# [GIVEN ENTRIES]
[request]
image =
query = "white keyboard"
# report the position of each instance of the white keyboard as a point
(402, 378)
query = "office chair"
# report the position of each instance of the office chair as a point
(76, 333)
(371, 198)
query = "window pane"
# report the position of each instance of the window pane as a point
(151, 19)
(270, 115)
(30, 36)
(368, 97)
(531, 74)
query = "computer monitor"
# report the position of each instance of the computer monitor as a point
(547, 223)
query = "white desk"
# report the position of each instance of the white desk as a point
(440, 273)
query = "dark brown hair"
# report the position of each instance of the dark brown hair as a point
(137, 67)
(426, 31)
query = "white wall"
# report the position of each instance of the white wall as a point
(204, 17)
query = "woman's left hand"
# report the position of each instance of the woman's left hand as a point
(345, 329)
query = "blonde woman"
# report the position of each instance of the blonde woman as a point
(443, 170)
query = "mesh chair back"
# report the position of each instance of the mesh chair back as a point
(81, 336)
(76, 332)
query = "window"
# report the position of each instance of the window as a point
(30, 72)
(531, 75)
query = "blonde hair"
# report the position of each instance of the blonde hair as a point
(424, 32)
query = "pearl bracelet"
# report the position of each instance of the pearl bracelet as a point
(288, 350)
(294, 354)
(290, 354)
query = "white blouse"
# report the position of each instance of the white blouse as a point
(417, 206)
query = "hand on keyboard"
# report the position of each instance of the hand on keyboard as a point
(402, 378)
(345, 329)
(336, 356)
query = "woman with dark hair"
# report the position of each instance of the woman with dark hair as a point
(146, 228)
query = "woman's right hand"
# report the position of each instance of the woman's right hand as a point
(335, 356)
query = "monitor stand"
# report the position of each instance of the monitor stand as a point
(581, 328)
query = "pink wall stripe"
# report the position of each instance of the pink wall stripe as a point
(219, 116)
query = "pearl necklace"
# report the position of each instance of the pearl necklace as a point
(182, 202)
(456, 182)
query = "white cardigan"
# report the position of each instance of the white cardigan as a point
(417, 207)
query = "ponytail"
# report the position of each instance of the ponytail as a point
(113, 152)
==
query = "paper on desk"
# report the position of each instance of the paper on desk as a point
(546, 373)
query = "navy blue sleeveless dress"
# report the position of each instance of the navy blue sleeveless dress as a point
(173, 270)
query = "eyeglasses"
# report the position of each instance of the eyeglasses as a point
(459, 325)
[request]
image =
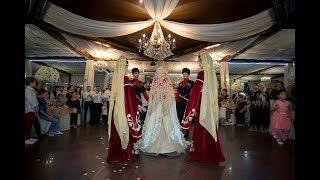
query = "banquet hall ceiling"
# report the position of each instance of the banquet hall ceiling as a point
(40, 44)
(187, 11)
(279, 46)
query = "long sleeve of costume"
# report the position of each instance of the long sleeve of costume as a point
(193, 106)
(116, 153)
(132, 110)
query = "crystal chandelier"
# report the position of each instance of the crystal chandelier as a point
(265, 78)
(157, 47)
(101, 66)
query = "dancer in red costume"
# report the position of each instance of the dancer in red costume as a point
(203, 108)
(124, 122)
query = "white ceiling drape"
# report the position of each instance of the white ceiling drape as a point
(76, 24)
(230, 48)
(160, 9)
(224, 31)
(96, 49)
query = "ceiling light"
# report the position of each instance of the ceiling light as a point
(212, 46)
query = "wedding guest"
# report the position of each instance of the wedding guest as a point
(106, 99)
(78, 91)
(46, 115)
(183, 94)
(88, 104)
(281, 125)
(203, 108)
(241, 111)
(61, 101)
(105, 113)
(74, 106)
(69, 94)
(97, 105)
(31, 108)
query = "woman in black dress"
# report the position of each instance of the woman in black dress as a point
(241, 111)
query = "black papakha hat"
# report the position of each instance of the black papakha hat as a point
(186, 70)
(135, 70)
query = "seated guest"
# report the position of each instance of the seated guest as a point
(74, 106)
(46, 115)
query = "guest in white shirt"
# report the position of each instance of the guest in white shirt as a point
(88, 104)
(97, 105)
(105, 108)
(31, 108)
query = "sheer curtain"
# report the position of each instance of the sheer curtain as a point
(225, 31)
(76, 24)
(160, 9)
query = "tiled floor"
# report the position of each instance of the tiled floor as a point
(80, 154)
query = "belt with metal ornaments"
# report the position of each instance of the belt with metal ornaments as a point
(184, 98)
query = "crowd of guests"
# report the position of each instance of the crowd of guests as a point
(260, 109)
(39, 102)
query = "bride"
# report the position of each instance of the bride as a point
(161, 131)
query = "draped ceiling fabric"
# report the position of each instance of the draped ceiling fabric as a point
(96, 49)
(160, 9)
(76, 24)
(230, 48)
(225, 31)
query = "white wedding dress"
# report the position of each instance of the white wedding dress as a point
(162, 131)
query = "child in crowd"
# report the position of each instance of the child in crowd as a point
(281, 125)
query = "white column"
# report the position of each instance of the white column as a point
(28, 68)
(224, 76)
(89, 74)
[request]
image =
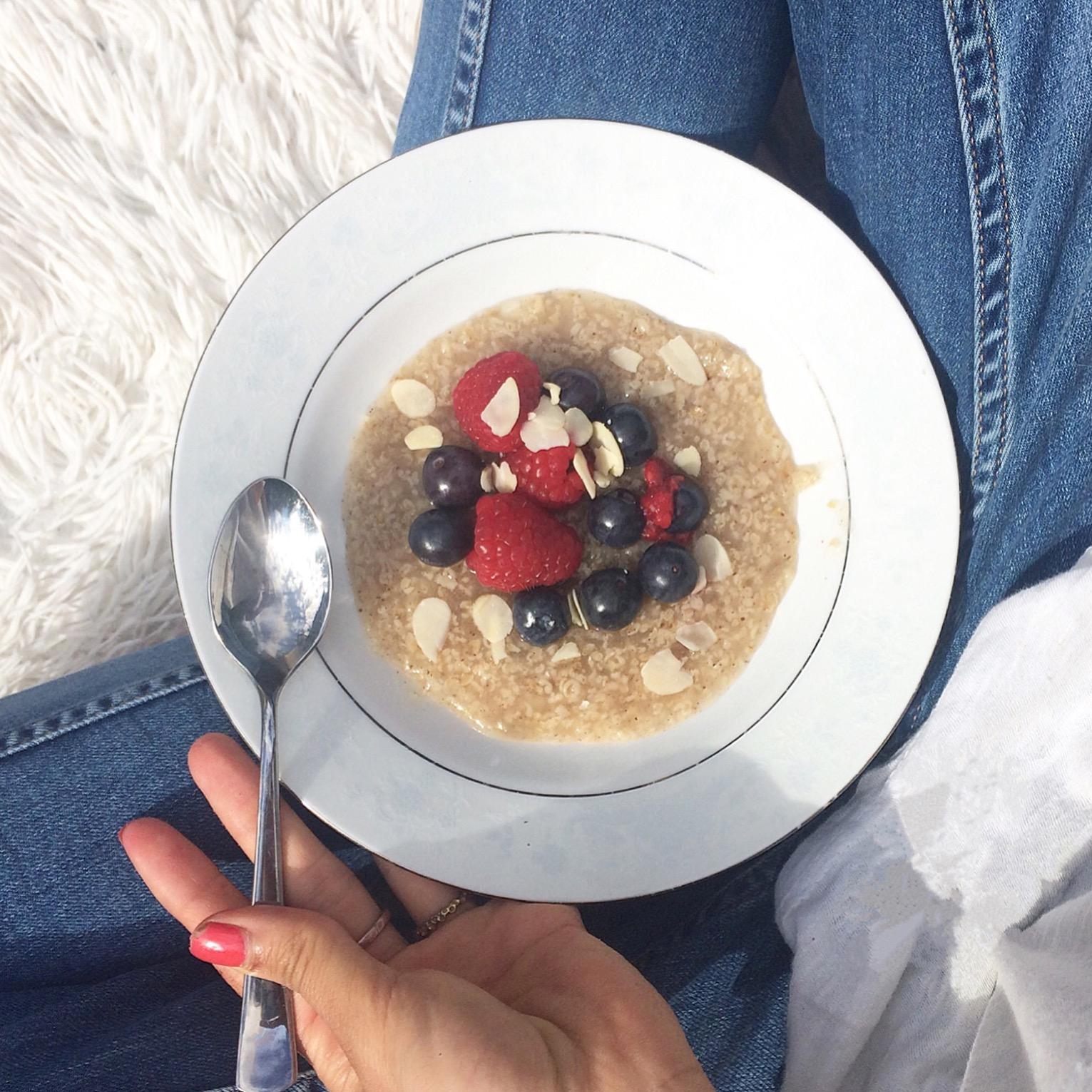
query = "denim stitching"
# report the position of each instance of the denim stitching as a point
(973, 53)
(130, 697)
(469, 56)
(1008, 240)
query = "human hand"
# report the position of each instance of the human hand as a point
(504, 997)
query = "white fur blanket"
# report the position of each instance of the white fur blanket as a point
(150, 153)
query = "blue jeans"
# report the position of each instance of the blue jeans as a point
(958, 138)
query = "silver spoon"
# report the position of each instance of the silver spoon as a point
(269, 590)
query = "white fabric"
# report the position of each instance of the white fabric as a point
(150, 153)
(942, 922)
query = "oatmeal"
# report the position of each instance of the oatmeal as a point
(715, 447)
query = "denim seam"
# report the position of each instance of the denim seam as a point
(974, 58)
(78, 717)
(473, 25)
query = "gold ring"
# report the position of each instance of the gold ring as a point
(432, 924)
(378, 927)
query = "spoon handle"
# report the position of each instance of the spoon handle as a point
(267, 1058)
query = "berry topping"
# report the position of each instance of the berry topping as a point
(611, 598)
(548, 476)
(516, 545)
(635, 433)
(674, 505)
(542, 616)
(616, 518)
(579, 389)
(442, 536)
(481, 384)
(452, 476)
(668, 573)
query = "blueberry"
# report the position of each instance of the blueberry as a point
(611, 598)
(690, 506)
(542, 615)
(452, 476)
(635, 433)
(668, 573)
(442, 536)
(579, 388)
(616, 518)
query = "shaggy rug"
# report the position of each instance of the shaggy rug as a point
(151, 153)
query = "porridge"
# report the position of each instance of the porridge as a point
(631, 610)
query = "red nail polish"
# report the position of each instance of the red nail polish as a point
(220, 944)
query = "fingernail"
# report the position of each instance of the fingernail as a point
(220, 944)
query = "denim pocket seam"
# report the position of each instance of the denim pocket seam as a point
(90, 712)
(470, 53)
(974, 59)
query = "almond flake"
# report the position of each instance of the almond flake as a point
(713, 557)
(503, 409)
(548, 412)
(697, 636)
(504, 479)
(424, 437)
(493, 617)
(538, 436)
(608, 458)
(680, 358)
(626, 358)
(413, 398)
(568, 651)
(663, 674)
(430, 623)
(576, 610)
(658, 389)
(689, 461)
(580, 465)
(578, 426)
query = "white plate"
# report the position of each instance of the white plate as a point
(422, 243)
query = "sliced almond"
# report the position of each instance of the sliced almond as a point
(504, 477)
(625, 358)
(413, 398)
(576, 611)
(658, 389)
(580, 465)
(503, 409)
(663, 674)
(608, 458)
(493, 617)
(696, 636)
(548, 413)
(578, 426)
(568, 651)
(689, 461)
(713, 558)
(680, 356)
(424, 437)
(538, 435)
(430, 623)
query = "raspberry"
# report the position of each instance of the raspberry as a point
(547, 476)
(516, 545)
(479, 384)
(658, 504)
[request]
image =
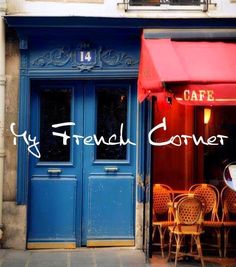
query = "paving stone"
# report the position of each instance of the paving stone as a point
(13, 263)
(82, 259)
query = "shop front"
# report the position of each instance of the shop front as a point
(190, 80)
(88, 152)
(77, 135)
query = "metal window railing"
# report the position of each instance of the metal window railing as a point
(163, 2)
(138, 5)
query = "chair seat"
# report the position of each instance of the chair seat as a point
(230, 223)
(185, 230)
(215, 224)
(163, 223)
==
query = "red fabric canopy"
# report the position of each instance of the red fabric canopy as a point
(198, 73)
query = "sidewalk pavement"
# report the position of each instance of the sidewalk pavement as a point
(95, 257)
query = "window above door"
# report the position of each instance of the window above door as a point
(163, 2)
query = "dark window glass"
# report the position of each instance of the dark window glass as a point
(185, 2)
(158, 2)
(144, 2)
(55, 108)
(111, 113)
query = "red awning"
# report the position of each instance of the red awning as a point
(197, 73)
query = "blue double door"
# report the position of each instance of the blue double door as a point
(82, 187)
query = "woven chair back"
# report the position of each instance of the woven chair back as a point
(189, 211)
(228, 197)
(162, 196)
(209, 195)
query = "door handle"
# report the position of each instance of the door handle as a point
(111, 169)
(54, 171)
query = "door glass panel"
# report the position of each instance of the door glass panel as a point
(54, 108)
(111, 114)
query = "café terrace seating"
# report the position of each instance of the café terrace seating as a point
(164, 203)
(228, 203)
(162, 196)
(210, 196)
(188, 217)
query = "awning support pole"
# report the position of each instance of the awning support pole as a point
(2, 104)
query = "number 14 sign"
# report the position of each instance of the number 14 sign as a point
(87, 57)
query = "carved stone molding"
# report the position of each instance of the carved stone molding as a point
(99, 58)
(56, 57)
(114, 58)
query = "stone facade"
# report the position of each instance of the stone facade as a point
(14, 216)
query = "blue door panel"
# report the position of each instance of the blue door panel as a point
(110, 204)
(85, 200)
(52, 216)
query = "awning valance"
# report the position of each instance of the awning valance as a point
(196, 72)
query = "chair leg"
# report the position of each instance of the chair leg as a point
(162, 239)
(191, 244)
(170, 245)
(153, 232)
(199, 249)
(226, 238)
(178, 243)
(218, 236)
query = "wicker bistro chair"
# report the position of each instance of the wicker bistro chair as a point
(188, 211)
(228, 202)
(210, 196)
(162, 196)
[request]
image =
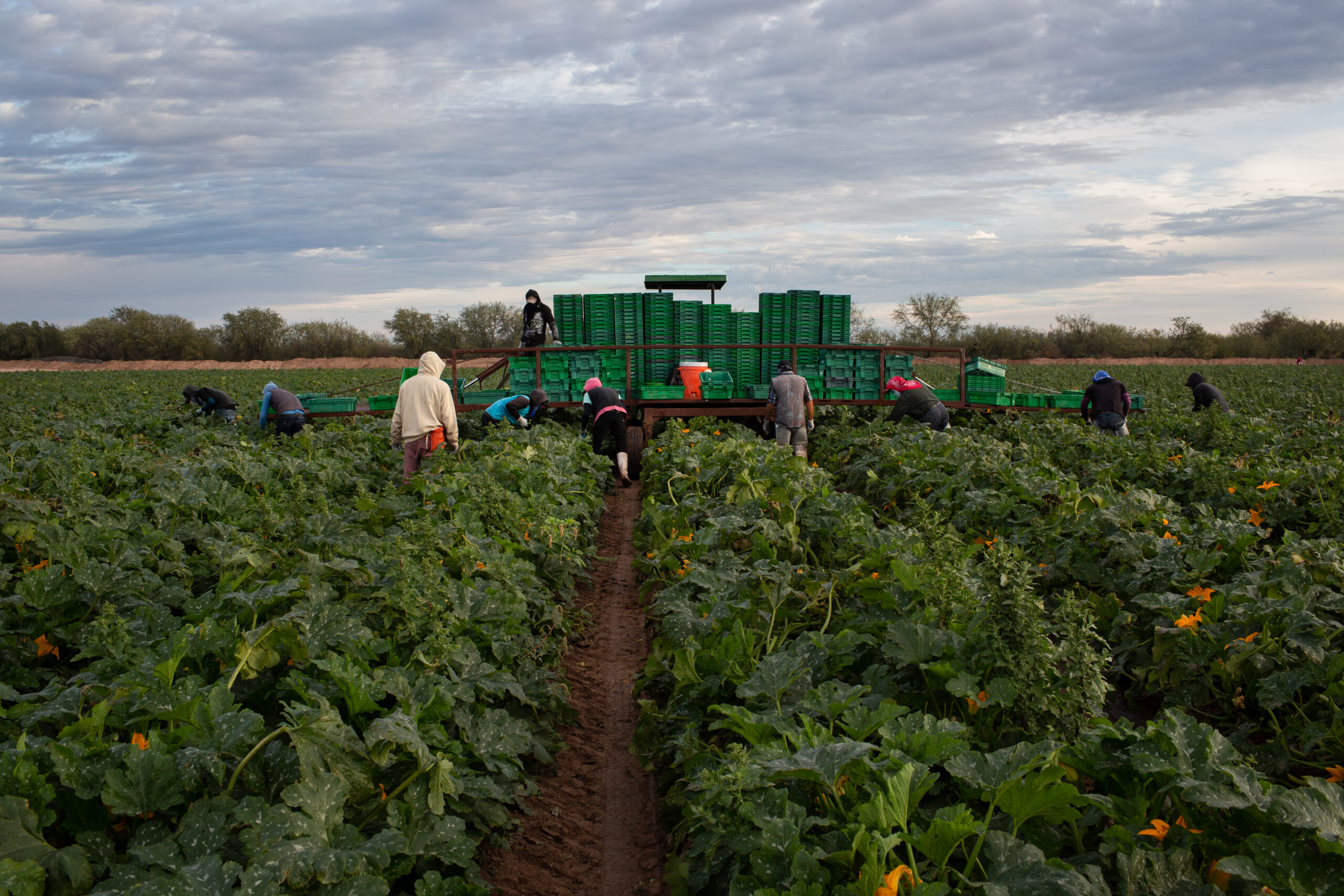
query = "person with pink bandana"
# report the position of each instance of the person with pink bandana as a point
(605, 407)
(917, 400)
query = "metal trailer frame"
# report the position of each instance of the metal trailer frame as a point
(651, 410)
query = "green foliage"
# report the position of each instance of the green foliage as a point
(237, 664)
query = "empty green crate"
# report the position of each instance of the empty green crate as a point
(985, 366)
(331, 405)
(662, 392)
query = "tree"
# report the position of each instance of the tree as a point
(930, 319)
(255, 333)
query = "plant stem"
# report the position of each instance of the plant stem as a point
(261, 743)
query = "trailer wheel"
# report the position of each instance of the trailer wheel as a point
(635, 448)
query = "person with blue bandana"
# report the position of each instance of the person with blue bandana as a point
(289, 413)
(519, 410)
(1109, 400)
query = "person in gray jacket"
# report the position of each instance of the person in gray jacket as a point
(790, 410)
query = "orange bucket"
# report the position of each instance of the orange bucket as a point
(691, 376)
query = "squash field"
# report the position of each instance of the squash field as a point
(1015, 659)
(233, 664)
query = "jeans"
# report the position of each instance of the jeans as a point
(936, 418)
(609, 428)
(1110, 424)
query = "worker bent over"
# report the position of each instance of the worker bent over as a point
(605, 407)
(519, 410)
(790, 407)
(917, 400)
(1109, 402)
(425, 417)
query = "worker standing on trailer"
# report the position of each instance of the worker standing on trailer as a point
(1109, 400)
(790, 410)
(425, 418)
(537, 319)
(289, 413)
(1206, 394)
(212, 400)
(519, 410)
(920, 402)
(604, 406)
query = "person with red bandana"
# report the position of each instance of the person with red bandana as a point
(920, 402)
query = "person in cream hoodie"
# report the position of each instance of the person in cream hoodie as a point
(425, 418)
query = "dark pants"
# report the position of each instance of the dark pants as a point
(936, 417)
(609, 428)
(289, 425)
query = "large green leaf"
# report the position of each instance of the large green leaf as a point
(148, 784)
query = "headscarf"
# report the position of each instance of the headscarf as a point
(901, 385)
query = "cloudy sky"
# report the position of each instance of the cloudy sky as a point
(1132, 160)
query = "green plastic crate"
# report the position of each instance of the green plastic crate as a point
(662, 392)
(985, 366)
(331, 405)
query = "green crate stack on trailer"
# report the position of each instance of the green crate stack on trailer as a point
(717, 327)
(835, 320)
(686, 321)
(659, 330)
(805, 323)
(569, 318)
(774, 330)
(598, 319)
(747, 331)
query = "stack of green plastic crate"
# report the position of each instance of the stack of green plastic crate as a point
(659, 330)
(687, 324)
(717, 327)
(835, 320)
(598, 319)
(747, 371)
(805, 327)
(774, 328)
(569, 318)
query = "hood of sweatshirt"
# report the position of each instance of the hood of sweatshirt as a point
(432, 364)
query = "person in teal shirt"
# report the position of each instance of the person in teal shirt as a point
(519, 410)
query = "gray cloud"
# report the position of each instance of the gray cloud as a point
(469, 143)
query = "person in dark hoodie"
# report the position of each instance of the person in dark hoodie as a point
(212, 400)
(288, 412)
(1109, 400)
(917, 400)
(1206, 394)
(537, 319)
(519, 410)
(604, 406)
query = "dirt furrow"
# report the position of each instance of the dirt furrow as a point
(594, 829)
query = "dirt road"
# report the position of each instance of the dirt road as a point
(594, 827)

# [TASK DETAILS]
Which lines above contain the string "standing", with case counting? Pick out each of those lines and copy it in full.

# [OUTPUT FOR THIS TASK]
query = "worker standing on trailer"
# report the position of each instance of the worker standing on trailer as a point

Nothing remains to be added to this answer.